So I’d been doing these annual road trips for over a decade, when I knew that I really wanted to do something epic at age 30. What I ended up deciding to do was to try to set a world record by visiting all of our 400-plus National Park Service sites. There had only been two dozen people in the history of our country that had visited all of our National Park Service sites, so I could both become the youngest person to do so, and the only person to ever do so in one continuous trip, which would set two world records.
So I was 30 years old when I started the journey to visit all of America’s National Park Service sites. And I finished three years later when I was 33. It was the toughest thing I’ve ever done in my life.
About a year into my National Parks journey, I was sitting in the front seat of my Ram ProMaster cargo van that I was living in. I opened up Instagram, and I got a new message and I pulled it open and I started reading and it said: “Hi. I am 15 years old. I go to a private Baptist school in Texas, and I’m not out of the closet to anyone, but I read about your journey and I looked you up. And I just want to thank you because now I know when I grow up I can be ordinary.” Then the message continued and he said, “Then I found your Instagram, and I see you’re setting world records. And now I know when I grow up I can also be extraordinary.”
I just started wiping the tears from my smartphone. I realized that, I had spent the first part of my Parks journey hiding the fact that I was gay, actively working to despite being out of the closet for almost 10 years, doing everything I could to keep the outdoors community, to keep the media, from knowing I was gay because I was sure that if I didn’t fit the mold of every other outdoorsy guy, that nobody would support my project. Nobody would help crowdfund, I’d get no sponsorships. And so it was this moment where I sort of broke down because I was not helping this kid at all. I was just adding to the problem by hiding myself and hiding this part of me to try to fit in and make everyone else more comfortable.
So many queer people, we fled the rural towns we came from. We fled these outdoor spaces that we enjoyed because we felt like we weren’t safe unless we were in a neighborhood in an urban center, or we couldn’t be ourselves in these places because of the culture. I realized that the problem with outdoors culture was not the danger or the toughness of the trails or the adventures, the problem with outdoors culture was straight people making queer people feel like they couldn’t be who they were in these spaces.
So at that point, I basically was like, OK, I know that I need to now be out on this Parks journey, and I need to do it for this kid, and I need to do it for ten-year-old Mikah who grew up in Nebraska. My window to the outside world was watching the Travel Channel. And I never saw any openly gay person out living this gnarly life, so I never thought it was possible. And in that moment I realized I now could be that person that all these people needed to see so that they could have an easier time being themselves.

◆ **Challenge**
Can you write out, word for word, the part of the National Parks account starting at "So at that point, I" and ending at "time being themselves."?

◆ **Record set**
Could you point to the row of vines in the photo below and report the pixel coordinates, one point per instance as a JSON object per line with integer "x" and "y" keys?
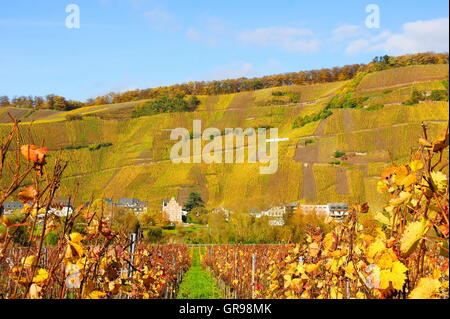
{"x": 399, "y": 253}
{"x": 92, "y": 261}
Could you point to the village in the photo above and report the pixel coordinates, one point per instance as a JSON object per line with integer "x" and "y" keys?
{"x": 175, "y": 214}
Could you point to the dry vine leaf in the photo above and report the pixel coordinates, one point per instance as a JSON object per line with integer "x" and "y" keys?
{"x": 28, "y": 194}
{"x": 33, "y": 153}
{"x": 441, "y": 143}
{"x": 413, "y": 233}
{"x": 425, "y": 289}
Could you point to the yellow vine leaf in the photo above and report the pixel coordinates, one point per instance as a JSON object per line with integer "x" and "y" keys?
{"x": 29, "y": 261}
{"x": 41, "y": 276}
{"x": 413, "y": 233}
{"x": 380, "y": 217}
{"x": 440, "y": 180}
{"x": 35, "y": 292}
{"x": 426, "y": 289}
{"x": 408, "y": 180}
{"x": 416, "y": 165}
{"x": 403, "y": 197}
{"x": 396, "y": 276}
{"x": 375, "y": 248}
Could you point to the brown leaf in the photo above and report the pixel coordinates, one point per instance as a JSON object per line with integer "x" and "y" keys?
{"x": 28, "y": 194}
{"x": 33, "y": 153}
{"x": 441, "y": 143}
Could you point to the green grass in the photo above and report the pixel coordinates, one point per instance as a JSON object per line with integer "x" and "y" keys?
{"x": 198, "y": 283}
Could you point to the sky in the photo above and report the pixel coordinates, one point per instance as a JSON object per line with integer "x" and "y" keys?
{"x": 122, "y": 45}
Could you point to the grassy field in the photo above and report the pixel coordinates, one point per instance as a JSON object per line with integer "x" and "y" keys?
{"x": 197, "y": 282}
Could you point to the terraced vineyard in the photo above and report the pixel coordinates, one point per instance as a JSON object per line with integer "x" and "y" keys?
{"x": 137, "y": 163}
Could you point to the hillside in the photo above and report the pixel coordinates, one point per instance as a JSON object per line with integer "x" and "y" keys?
{"x": 137, "y": 163}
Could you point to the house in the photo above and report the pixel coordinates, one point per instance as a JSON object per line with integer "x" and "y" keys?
{"x": 276, "y": 215}
{"x": 172, "y": 210}
{"x": 338, "y": 210}
{"x": 131, "y": 203}
{"x": 335, "y": 210}
{"x": 223, "y": 211}
{"x": 10, "y": 207}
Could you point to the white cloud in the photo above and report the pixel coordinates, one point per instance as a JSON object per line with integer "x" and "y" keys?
{"x": 196, "y": 36}
{"x": 212, "y": 32}
{"x": 285, "y": 38}
{"x": 232, "y": 71}
{"x": 161, "y": 20}
{"x": 419, "y": 36}
{"x": 346, "y": 31}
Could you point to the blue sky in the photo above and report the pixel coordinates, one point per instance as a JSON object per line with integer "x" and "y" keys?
{"x": 128, "y": 44}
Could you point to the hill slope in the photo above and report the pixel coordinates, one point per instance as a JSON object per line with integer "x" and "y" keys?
{"x": 137, "y": 163}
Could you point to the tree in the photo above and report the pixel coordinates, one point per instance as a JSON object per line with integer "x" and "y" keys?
{"x": 194, "y": 201}
{"x": 198, "y": 215}
{"x": 4, "y": 101}
{"x": 126, "y": 220}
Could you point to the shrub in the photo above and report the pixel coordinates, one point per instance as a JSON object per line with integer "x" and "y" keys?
{"x": 338, "y": 154}
{"x": 375, "y": 107}
{"x": 95, "y": 147}
{"x": 439, "y": 95}
{"x": 52, "y": 238}
{"x": 153, "y": 233}
{"x": 279, "y": 93}
{"x": 74, "y": 117}
{"x": 167, "y": 104}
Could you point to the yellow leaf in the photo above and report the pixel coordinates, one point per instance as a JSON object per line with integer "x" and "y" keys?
{"x": 413, "y": 233}
{"x": 416, "y": 165}
{"x": 403, "y": 197}
{"x": 426, "y": 289}
{"x": 375, "y": 248}
{"x": 41, "y": 276}
{"x": 76, "y": 238}
{"x": 385, "y": 260}
{"x": 382, "y": 186}
{"x": 29, "y": 261}
{"x": 440, "y": 180}
{"x": 35, "y": 292}
{"x": 328, "y": 241}
{"x": 396, "y": 276}
{"x": 380, "y": 217}
{"x": 408, "y": 180}
{"x": 96, "y": 295}
{"x": 350, "y": 270}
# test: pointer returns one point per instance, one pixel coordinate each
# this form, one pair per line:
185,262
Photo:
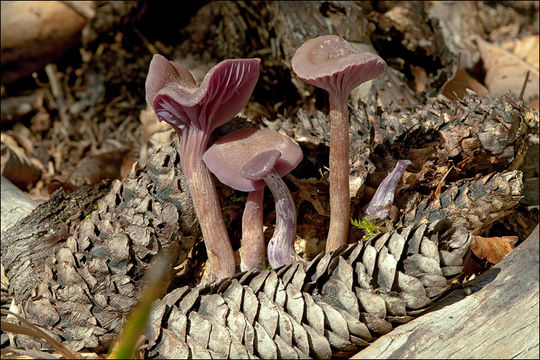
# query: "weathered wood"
15,204
335,305
498,320
74,264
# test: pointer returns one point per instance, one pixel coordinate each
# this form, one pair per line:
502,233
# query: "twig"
524,85
85,10
58,94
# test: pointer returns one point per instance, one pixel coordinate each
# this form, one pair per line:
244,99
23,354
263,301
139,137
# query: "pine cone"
337,304
475,204
82,278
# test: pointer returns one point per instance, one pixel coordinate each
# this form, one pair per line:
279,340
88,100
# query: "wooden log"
498,320
15,204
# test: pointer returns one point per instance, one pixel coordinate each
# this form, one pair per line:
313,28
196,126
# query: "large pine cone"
337,304
75,264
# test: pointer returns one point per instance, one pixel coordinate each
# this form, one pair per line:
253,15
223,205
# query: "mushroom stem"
339,173
281,246
206,202
253,248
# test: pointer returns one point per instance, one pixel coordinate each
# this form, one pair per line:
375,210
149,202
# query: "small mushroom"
226,158
281,246
194,112
381,202
331,63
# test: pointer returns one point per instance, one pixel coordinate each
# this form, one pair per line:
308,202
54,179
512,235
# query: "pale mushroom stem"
281,246
339,172
253,249
206,202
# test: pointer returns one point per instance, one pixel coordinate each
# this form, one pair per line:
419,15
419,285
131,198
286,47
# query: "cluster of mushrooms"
249,159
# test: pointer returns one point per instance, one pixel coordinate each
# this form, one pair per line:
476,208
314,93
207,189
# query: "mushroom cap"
333,64
260,165
226,157
224,91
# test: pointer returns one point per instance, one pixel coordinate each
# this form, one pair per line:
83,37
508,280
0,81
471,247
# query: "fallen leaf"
456,87
94,168
527,49
492,249
506,71
17,165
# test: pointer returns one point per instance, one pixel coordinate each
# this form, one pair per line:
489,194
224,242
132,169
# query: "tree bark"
75,264
498,320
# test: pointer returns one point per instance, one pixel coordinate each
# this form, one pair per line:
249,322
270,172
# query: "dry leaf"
505,71
527,49
456,87
492,249
94,168
17,165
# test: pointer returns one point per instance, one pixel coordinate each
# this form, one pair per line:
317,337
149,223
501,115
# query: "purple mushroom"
194,112
331,63
381,202
226,158
281,246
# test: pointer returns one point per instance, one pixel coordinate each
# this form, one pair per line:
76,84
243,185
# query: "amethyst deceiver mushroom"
381,202
333,64
194,112
281,245
226,158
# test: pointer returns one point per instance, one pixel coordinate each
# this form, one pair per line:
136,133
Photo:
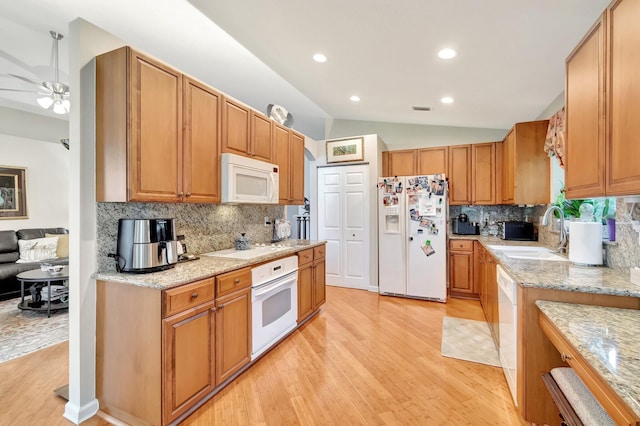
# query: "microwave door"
250,185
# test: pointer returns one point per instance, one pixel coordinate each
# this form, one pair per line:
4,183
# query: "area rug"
468,340
23,332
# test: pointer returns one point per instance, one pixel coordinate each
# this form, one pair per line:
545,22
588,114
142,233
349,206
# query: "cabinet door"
584,117
201,171
233,333
319,284
402,163
189,351
460,174
508,181
283,159
432,161
483,173
296,177
261,138
305,291
155,144
236,125
623,101
461,271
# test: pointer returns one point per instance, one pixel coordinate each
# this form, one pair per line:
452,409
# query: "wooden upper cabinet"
623,98
201,171
296,147
432,161
584,117
283,160
483,173
261,147
525,165
401,163
460,174
246,132
236,128
508,174
138,128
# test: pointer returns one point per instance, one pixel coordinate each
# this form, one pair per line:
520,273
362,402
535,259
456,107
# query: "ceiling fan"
53,94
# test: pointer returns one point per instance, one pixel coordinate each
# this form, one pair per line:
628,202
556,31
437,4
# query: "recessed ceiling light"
447,53
319,57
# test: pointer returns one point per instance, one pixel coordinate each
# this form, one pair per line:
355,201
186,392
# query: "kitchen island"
601,345
552,281
167,341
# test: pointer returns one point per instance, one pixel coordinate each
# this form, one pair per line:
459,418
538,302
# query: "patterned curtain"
555,142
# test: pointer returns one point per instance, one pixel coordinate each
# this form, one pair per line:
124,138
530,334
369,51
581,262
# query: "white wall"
86,41
47,180
406,136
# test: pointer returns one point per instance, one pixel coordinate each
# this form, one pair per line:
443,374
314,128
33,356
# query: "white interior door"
343,218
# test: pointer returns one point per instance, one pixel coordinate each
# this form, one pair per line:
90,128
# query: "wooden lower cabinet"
188,363
233,333
311,281
461,273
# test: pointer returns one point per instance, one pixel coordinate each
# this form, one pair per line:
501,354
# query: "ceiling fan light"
59,108
45,102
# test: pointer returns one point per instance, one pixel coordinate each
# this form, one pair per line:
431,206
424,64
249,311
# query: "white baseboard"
77,415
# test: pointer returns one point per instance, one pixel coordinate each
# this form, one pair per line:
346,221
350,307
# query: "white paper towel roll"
586,243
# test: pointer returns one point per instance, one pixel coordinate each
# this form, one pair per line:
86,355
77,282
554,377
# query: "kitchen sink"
245,254
529,253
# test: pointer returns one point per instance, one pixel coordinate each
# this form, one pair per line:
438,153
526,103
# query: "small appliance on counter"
462,226
281,230
146,245
517,231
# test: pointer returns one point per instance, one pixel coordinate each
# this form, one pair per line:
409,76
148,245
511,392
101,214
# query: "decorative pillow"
63,244
37,249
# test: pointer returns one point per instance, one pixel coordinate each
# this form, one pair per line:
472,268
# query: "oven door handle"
266,288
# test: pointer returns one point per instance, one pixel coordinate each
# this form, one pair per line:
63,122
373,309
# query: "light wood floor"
366,359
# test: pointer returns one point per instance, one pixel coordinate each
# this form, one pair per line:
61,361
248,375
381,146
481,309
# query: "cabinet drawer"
461,245
232,281
305,256
187,296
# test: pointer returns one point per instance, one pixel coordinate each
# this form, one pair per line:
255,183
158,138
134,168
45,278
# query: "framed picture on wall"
339,151
13,192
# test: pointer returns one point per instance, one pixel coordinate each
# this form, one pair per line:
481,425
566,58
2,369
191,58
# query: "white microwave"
248,181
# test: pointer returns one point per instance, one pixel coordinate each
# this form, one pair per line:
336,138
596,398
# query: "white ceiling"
509,68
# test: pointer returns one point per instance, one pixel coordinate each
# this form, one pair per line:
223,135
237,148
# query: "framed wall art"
339,151
13,192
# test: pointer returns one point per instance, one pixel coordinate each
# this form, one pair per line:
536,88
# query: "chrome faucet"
562,248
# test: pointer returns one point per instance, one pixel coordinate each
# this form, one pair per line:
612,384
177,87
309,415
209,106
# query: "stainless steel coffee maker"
146,245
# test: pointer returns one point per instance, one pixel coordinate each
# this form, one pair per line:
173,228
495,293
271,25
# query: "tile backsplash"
622,254
206,227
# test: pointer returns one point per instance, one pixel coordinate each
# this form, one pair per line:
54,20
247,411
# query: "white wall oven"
274,297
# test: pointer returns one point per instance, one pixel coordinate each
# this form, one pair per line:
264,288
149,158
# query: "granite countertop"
607,338
204,267
558,275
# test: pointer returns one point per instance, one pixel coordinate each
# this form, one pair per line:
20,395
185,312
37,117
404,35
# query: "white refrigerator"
412,236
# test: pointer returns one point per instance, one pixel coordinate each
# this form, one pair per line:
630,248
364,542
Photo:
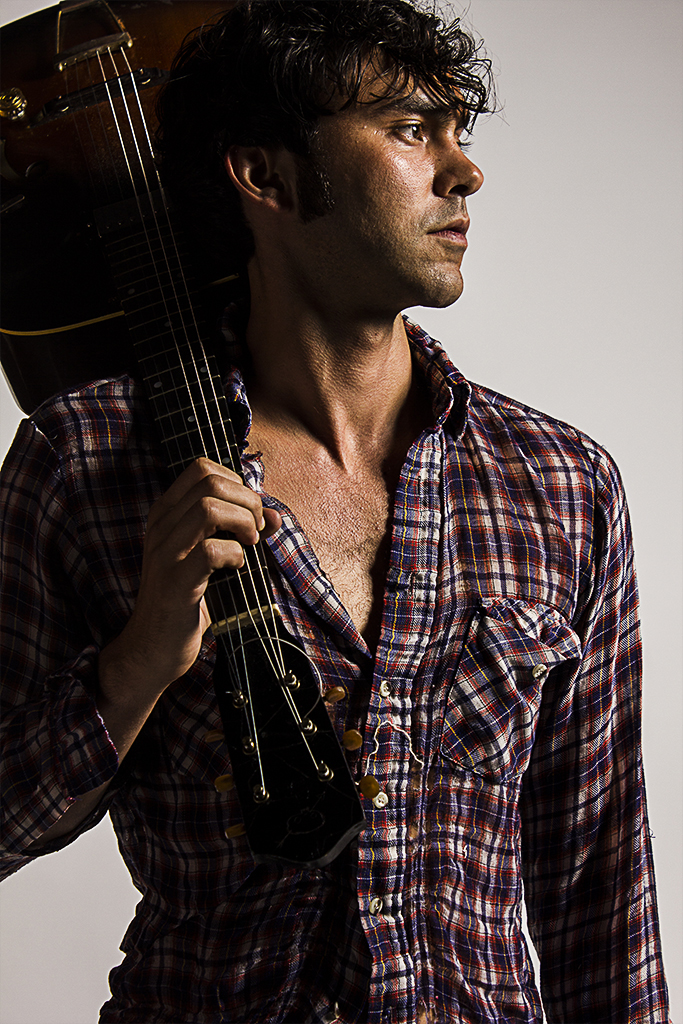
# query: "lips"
454,231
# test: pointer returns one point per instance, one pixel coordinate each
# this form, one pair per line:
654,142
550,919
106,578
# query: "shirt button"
223,783
213,736
352,740
335,693
369,786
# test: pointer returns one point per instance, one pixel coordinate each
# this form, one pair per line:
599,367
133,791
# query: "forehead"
382,94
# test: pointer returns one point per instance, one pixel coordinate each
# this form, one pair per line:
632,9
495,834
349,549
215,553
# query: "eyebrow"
413,105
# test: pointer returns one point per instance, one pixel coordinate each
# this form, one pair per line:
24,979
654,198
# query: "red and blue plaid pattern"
500,717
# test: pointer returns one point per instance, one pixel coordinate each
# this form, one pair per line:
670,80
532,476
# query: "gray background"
572,304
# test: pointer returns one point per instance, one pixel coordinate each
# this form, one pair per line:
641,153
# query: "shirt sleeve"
54,744
589,876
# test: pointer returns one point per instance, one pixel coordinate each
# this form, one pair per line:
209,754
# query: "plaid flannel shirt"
500,716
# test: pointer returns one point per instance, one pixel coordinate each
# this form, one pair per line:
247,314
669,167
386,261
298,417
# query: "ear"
262,175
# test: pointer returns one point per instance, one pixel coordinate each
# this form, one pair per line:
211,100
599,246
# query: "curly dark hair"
268,70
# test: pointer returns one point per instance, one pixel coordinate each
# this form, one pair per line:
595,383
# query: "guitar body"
56,163
99,196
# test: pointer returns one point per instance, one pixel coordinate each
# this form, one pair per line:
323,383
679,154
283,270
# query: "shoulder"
95,415
551,444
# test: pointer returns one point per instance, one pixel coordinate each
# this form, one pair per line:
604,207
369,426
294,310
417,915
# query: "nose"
456,174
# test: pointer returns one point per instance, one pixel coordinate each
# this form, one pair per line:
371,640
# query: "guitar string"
104,182
230,443
289,697
257,552
170,325
175,437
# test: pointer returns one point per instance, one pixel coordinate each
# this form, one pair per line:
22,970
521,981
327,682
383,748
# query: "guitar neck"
147,259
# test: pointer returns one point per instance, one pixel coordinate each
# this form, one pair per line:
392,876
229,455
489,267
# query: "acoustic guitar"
95,264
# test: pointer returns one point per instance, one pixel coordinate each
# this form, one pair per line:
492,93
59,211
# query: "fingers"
208,500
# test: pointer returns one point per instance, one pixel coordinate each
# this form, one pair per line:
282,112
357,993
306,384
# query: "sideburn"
314,197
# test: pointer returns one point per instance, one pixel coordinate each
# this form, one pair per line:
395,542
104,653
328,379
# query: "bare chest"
347,522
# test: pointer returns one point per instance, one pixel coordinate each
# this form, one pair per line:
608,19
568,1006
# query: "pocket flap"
492,707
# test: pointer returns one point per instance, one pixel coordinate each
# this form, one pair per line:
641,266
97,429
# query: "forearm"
124,706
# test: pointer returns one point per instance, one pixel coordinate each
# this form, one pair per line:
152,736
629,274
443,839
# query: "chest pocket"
493,705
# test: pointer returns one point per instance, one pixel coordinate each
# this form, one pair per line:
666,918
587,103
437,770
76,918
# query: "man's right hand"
163,637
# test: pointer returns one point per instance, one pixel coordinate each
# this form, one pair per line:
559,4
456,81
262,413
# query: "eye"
414,131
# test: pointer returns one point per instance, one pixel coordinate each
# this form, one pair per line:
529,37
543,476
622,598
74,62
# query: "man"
460,564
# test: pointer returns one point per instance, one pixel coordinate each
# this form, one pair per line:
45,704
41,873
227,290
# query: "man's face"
394,179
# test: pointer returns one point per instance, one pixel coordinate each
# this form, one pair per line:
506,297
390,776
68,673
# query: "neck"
343,379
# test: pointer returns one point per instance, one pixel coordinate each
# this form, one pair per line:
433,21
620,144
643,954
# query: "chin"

◆ **Response**
So at that point, I basically was like, OK, I know that I need to now be out on this Parks journey, and I need to do it for this kid, and I need to do it for ten-year-old Mikah who grew up in Nebraska. My window to the outside world was watching the Travel Channel. And I never saw any openly gay person out living this gnarly life, so I never thought it was possible. And in that moment I realized I now could be that person that all these people needed to see so that they could have an easier time being themselves.